• Problems to solve
**a)** Summarize the diffusion model notes in two sentences.
**b)** Quote the diffusion model notes word for word, beginning at the words "4. Tech Stack" and ending after the words "(designed to scale)".

[START OF Text block]

At t=0, clip xₜ to [-1, 1] and rescale to [0, 255].
Non-Obvious Design Decisions
Why group normalization, not batch normalization? In diffusion training, a single batch contains images noised at wildly different timesteps — some barely noisy, some pure static. Batch norm's running mean and variance are corrupted by this variance in noise scale. Group norm operates per-sample and is immune to this issue. Using batch norm here will not cause a crash; it will just silently produce worse generations with no obvious error message.
Why restrict self-attention to low resolutions? Multi-head self-attention over an N-pixel feature map costs O(N²) memory. At 64×64 spatial resolution with 512 channels, attention costs ~4 GB of memory for a single batch item. Running attention at 8×8 and 16×16 only captures the same semantic long-range structure at a fraction of the cost. Adding attention at 32×32 is often the single largest factor in GPU OOM errors during training.
4. Tech Stack Recommendation
Stack A - Beginner / Prototype (buildable in a weekend)
This stack minimises friction. Everything runs on a single GPU or even a laptop CPU for small datasets like MNIST.
Layer | Technology | Why |
Language | Python 3.10+ | Native PyTorch ecosystem |
Framework | PyTorch 2.x | Autograd, GPU acceleration |
Datasets | torchvision (MNIST, CIFAR-10) | Zero dataset prep |
Tensor ops | einops | Readable attention reshaping |
Visualisation | Matplotlib | Quick denoising trajectory plots |
Progress | tqdm | Training loop feedback |
API (optional) | FastAPI + Uvicorn | Lightweight sampler endpoint |
Estimated cost: $0/month on a personal GPU, or ~$1–5/month on Google Colab Pro for occasional training runs on CIFAR-10.
Stack B — Production-Ready (designed to scale)
This stack is designed for training on custom datasets at 128×128 or larger, with reproducible experiments, proper logging, and a deployable inference service.
Layer | Technology | Why |
Language | Python 3.11 | Faster interpreter startup |
Framework | PyTorch 2.x + torch.compile | ~20% training speed-up on A100 |
Datasets | Custom ImageFolder + Pillow | Domain-specific image sets |
Mixed precision | torch.cuda.amp | Halves memory, speeds training |
Experiment tracking | Weights & Biases | Loss curves, sample grids per epoch |
Distributed training | torchrun + DDP | Multi-GPU scale-out |
API | FastAPI + Uvicorn + Docker | Containerised, reproducible deployment |
Monitoring | Prometheus + Grafana | Latency and throughput metrics |
Cloud compute | AWS p3.2xlarge or Lambda Labs A10 | Cost-effective training |
Estimated cost: ~$50–150/month for periodic training runs on a cloud A10 GPU, plus ~$10–30/month for a small always-on inference instance.
5. Implementation Phases
Building a DDPM from scratch has a natural progression. Rushing ahead to the U-Net before the noise schedule is correct is the most common reason training diverges.
Phase 1: Forward Process and Beta Schedules
What you are building: The mathematical foundation. You implement the β schedule (linear and cosine variants), precompute ᾱₜ for all T timesteps, and write the closed-form q(x_t | x_0) function that adds exactly the right amount of noise in a single shot without stepping through t iterations.

[END OF Text block]
[START OF Excerpted data]

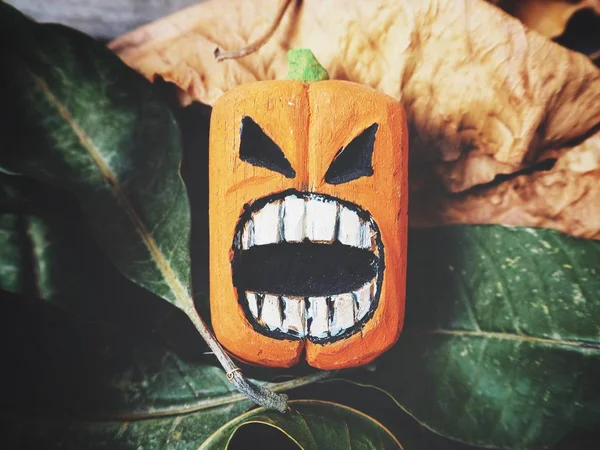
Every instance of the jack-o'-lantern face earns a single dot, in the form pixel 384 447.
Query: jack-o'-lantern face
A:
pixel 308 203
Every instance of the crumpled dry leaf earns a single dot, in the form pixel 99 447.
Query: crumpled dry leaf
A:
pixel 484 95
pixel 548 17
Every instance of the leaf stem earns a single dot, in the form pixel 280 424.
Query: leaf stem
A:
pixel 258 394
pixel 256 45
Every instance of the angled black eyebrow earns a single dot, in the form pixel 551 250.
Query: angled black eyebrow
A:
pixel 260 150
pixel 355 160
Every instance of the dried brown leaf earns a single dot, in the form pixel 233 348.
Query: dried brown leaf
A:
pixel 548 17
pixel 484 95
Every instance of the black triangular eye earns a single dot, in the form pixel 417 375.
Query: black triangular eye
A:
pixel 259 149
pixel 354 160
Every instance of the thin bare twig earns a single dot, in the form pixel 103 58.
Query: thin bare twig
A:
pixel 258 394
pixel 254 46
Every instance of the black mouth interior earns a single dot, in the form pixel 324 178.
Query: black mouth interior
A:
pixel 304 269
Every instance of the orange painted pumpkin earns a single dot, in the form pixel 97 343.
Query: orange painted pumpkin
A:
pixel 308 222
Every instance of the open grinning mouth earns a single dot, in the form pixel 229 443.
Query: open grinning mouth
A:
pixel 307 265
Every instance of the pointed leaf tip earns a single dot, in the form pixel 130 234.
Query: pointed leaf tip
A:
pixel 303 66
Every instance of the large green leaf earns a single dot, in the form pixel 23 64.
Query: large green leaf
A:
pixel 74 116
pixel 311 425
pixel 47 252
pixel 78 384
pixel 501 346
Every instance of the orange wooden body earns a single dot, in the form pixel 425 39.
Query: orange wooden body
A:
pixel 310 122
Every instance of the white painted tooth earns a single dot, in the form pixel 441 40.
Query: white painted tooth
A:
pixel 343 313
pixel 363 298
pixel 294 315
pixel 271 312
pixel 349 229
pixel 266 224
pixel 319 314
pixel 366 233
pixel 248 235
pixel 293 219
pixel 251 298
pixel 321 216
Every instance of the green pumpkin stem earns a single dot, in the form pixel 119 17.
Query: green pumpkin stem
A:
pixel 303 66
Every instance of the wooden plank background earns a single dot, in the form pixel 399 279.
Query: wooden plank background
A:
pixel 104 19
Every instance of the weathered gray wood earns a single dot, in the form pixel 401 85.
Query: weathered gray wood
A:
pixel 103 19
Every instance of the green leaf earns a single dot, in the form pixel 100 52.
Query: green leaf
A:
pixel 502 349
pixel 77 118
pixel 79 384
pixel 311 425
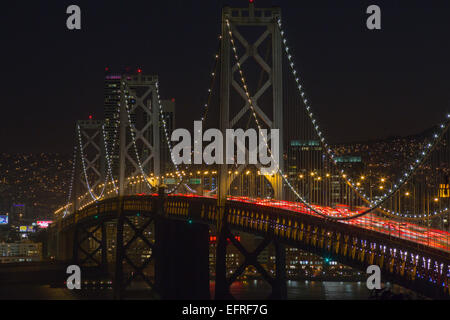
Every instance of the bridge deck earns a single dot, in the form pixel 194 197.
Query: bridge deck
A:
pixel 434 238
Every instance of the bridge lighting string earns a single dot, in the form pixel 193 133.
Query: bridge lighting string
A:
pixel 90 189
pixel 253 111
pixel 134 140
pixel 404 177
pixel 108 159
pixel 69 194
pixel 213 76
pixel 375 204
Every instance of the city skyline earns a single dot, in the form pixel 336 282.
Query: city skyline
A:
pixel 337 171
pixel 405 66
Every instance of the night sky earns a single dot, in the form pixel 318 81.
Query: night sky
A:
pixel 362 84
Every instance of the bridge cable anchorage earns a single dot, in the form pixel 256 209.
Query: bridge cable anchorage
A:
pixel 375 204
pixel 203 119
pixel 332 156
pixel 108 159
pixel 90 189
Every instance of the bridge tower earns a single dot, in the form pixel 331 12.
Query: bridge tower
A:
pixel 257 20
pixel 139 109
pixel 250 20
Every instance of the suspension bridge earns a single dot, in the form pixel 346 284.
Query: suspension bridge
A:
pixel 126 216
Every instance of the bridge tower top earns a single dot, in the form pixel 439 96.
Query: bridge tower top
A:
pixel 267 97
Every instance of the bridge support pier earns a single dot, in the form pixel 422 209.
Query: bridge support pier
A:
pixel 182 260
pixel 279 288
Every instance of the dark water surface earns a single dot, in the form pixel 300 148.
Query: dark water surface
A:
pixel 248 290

[END OF Excerpted data]
[START OF Excerpted data]

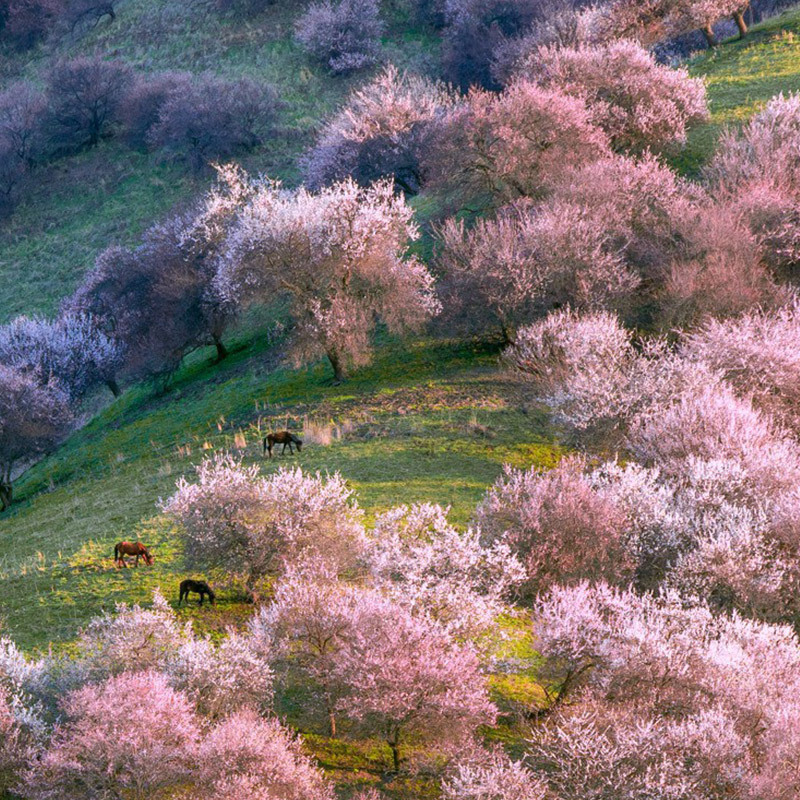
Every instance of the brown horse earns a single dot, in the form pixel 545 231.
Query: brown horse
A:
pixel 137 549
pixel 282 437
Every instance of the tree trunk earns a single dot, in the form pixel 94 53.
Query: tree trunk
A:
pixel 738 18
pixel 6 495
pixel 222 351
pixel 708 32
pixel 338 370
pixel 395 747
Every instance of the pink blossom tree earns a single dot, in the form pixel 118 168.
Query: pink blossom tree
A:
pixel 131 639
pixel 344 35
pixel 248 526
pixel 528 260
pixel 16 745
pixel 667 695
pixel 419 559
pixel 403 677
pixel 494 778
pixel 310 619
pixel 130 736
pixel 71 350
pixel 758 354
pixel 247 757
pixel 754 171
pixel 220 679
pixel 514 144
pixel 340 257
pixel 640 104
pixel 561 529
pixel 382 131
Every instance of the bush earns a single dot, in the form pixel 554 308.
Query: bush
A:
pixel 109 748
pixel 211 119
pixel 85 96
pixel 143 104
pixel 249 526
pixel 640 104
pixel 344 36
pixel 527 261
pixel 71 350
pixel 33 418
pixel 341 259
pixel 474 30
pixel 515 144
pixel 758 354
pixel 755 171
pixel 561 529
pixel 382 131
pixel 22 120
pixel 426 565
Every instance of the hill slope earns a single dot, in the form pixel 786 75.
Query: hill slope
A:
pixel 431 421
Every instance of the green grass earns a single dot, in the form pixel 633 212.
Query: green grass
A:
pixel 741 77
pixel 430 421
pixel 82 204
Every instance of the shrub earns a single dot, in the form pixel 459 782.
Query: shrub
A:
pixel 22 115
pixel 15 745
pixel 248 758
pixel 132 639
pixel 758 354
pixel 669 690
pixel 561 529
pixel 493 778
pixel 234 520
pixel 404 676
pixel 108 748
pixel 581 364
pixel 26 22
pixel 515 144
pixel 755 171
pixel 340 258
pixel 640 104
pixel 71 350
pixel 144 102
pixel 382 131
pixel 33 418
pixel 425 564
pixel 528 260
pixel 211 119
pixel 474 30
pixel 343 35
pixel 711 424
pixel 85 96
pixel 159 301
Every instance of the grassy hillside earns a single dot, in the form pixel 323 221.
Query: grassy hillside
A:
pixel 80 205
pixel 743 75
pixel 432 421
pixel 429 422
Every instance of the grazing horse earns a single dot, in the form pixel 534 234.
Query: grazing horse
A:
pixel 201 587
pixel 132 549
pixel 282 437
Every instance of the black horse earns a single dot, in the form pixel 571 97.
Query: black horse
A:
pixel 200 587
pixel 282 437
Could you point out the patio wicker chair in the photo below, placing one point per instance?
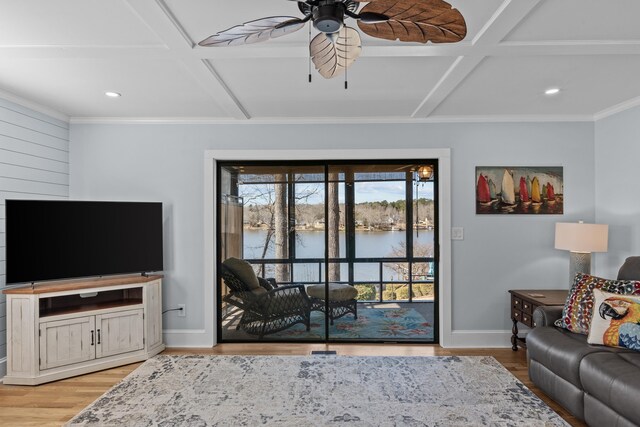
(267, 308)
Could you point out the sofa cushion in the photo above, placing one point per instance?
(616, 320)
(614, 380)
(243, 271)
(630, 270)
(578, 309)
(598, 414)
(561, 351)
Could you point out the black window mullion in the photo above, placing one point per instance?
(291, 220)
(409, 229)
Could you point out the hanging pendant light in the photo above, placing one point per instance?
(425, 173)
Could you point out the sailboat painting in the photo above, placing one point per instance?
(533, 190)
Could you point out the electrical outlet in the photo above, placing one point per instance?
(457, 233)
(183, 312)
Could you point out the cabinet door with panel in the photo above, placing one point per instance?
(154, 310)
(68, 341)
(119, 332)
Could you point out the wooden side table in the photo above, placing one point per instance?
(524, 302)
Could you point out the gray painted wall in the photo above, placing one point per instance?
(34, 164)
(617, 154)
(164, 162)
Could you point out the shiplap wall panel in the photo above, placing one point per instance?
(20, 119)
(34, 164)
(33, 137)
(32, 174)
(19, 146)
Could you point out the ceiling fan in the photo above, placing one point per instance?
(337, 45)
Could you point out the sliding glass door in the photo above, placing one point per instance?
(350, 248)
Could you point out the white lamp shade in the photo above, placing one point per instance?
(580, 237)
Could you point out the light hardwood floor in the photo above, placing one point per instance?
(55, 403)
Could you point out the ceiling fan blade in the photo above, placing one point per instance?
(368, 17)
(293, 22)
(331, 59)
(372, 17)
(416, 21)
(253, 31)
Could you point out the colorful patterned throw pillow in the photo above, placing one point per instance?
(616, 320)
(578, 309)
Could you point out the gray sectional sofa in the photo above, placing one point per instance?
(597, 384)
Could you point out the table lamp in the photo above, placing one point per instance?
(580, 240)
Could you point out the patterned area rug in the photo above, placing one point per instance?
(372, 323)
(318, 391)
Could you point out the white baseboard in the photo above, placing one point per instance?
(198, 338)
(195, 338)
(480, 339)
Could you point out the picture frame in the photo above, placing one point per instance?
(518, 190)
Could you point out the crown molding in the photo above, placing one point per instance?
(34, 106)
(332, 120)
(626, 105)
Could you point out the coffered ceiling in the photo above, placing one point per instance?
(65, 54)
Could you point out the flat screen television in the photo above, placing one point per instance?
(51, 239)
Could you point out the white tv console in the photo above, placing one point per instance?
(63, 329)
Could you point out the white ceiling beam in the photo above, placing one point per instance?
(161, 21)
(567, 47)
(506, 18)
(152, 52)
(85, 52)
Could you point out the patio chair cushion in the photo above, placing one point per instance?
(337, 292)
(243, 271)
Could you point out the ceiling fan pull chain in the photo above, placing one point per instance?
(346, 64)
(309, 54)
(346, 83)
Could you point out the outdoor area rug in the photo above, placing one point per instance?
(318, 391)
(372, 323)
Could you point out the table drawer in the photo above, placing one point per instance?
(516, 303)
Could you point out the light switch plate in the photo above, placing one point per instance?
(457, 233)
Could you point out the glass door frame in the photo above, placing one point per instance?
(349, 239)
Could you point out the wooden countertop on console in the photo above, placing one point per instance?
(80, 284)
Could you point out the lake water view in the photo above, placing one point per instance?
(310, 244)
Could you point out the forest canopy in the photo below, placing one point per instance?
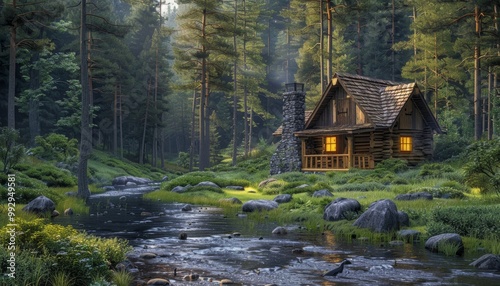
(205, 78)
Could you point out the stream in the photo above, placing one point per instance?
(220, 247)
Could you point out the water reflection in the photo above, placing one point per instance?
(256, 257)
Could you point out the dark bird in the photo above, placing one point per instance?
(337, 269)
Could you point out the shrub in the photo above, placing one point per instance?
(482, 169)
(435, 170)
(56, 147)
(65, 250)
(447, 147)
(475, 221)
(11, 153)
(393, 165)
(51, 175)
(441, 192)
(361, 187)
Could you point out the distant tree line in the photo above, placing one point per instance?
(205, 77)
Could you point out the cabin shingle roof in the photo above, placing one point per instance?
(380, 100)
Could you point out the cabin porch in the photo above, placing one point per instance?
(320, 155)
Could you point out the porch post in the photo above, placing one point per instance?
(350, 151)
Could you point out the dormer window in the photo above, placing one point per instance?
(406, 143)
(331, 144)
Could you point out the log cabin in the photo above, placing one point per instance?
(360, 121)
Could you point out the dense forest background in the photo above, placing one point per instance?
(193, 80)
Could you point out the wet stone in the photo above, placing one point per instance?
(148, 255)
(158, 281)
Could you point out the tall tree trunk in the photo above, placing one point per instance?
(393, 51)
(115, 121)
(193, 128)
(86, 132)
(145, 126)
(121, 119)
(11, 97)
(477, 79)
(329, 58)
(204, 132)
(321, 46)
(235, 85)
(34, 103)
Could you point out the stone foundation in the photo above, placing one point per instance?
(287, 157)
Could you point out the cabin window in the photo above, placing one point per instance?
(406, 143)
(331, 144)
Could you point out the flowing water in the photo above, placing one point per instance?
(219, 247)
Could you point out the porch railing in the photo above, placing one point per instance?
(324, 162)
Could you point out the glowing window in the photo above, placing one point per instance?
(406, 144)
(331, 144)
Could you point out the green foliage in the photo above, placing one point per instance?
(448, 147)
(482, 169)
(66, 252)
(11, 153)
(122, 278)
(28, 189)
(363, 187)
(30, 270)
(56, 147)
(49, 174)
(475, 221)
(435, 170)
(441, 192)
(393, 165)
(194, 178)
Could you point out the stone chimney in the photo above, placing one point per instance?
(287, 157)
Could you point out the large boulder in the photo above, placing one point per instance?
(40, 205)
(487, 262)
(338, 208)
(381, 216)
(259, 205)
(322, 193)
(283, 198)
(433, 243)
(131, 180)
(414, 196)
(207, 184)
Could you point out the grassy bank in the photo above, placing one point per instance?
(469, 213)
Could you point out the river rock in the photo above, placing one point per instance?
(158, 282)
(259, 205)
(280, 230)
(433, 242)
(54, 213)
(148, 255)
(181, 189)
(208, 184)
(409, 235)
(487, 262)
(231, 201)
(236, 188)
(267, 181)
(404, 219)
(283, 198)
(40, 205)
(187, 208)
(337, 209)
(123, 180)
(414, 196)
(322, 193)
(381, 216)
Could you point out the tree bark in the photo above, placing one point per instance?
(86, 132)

[END OF Excerpted data]
[START OF Excerpted data]

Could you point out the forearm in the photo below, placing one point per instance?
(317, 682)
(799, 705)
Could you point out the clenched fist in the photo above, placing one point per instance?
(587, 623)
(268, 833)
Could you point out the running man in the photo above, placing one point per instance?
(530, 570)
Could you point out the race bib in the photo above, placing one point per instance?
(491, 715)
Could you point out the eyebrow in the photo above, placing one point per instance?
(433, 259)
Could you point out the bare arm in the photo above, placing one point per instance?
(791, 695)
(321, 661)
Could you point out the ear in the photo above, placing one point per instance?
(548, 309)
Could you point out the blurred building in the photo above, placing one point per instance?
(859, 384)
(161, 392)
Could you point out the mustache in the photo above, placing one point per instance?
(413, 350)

[END OF Excerpted data]

• Results by task
**a)** Group normalization is preferred over batch normalization because a batch mixes images noised at very different timesteps, and self-attention is limited to 8×8 and 16×16 resolutions because its memory cost grows as O(N²). A beginner stack that costs nothing on a personal GPU and a production stack costing about $50–150 per month for training are recommended, and implementation begins with the forward process and beta schedules, which should be correct before the U-Net is built.

**b)**
4. Tech Stack Recommendation
Stack A - Beginner / Prototype (buildable in a weekend)
This stack minimises friction. Everything runs on a single GPU or even a laptop CPU for small datasets like MNIST.
Layer | Technology | Why |
Language | Python 3.10+ | Native PyTorch ecosystem |
Framework | PyTorch 2.x | Autograd, GPU acceleration |
Datasets | torchvision (MNIST, CIFAR-10) | Zero dataset prep |
Tensor ops | einops | Readable attention reshaping |
Visualisation | Matplotlib | Quick denoising trajectory plots |
Progress | tqdm | Training loop feedback |
API (optional) | FastAPI + Uvicorn | Lightweight sampler endpoint |
Estimated cost: $0/month on a personal GPU, or ~$1–5/month on Google Colab Pro for occasional training runs on CIFAR-10.
Stack B — Production-Ready (designed to scale)